#### Recorded data:
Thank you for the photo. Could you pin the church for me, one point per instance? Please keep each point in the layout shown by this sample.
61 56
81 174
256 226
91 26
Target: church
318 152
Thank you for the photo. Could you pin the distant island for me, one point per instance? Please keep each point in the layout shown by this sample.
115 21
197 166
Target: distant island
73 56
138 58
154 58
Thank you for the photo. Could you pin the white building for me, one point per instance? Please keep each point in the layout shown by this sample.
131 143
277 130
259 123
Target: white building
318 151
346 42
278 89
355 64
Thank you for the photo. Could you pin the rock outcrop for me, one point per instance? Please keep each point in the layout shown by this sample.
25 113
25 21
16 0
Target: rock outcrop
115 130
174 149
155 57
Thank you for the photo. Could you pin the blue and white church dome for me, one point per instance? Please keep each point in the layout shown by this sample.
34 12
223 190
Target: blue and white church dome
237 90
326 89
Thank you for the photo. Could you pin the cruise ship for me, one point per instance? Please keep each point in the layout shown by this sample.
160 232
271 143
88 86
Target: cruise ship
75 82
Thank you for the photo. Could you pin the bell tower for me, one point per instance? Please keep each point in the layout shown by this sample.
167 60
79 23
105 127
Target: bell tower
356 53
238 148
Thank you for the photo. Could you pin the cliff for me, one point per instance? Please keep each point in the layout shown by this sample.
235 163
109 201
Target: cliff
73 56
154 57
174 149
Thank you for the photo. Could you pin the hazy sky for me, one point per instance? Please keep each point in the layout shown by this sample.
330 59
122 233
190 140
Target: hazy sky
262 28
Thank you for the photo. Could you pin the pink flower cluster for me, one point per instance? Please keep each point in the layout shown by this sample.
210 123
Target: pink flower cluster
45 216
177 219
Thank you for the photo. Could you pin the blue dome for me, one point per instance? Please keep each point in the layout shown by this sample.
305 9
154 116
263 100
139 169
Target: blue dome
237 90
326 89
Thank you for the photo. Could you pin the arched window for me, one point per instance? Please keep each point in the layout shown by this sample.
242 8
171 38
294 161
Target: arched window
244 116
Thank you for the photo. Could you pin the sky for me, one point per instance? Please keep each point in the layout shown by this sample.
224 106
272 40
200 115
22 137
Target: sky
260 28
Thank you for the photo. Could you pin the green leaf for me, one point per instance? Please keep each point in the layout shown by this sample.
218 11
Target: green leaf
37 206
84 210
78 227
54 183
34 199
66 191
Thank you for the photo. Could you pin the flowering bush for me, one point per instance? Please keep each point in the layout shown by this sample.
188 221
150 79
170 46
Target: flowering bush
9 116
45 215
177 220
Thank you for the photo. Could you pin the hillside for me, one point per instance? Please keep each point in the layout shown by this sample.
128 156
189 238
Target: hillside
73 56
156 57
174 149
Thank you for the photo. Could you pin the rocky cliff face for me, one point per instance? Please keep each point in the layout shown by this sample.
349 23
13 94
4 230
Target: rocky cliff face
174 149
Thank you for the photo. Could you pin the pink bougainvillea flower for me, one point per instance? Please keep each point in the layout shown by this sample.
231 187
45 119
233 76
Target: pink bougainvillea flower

#### What the task requires:
Lines above that include the string "bougainvillea" need to be copied.

#### Result for this task:
Thank you for the photo. Could you pin the pink bougainvillea flower for me, one point per instance? Please keep each point in the layout shown by this sample.
Target: pink bougainvillea flower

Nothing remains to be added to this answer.